═══ Input ═══
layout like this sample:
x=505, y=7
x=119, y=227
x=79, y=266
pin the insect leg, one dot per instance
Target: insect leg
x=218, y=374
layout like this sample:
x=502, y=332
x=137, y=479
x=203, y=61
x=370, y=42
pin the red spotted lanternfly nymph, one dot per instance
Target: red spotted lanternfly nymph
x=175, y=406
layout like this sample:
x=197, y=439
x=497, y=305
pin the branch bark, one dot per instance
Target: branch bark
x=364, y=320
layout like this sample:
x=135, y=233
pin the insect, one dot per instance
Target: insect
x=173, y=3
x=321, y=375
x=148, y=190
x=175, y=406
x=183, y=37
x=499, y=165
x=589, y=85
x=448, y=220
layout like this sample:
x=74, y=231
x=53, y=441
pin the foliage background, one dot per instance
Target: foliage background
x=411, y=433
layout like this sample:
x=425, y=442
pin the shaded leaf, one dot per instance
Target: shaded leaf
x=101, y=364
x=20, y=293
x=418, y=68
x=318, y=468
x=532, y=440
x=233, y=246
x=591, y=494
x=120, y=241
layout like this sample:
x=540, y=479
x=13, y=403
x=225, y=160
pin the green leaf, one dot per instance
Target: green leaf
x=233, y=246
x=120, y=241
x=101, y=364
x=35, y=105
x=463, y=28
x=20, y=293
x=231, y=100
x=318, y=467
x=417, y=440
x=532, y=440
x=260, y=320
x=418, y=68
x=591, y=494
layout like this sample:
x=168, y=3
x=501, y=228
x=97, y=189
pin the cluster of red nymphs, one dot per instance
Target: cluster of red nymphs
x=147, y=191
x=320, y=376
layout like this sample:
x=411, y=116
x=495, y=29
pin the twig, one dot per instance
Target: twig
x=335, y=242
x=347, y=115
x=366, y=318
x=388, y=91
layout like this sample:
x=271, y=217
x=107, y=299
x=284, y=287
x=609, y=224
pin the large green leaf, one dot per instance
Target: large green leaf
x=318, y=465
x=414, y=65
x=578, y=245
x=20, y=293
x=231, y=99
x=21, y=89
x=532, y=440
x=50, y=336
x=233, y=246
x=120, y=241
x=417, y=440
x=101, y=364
═══
• What the task asks:
Above are the records; copy all of them exactly.

• Written reply:
layout like this sample:
x=505, y=7
x=119, y=227
x=79, y=266
pin the insect leg, one dot per instance
Target: insect leg
x=218, y=374
layout like this sample:
x=502, y=332
x=137, y=479
x=203, y=61
x=370, y=42
pin the red spotted lanternfly nymph, one dot per instance
Target: red spotted lanternfly nymph
x=175, y=406
layout like this sample:
x=197, y=439
x=497, y=305
pin the branch bark, one dot per instance
Target: branch bark
x=364, y=320
layout like this sample:
x=135, y=233
pin the insect, one dot per instance
Target: insect
x=173, y=3
x=321, y=375
x=148, y=190
x=175, y=406
x=183, y=37
x=499, y=165
x=589, y=85
x=448, y=220
layout like this sample:
x=74, y=231
x=53, y=441
pin the foliage background, one dot per instance
Target: foliage background
x=411, y=433
layout like this sample:
x=425, y=442
pin the shaded leaf, one dot per instance
Target: shaded leaf
x=101, y=364
x=20, y=293
x=418, y=68
x=318, y=468
x=532, y=440
x=233, y=246
x=591, y=494
x=120, y=241
layout like this sample:
x=540, y=479
x=13, y=403
x=225, y=160
pin the green leaf, one dot per instance
Target: green leaf
x=233, y=246
x=120, y=241
x=101, y=364
x=35, y=105
x=463, y=28
x=20, y=293
x=231, y=100
x=318, y=467
x=417, y=440
x=532, y=440
x=260, y=320
x=418, y=68
x=591, y=494
layout like this sample:
x=168, y=3
x=501, y=228
x=97, y=189
pin the cluster of red nymphs, one dot per instance
Target: cluster of red nymphs
x=147, y=191
x=320, y=376
layout like this sample:
x=411, y=116
x=495, y=29
pin the twig, one dot per instance
Target: twig
x=335, y=242
x=347, y=115
x=366, y=318
x=388, y=91
layout like this sample:
x=271, y=217
x=107, y=299
x=284, y=287
x=609, y=224
pin the large green leaf, one dot per instance
Target: large green leaf
x=318, y=465
x=414, y=65
x=578, y=245
x=20, y=293
x=231, y=99
x=21, y=89
x=532, y=440
x=50, y=336
x=233, y=246
x=120, y=241
x=417, y=440
x=101, y=364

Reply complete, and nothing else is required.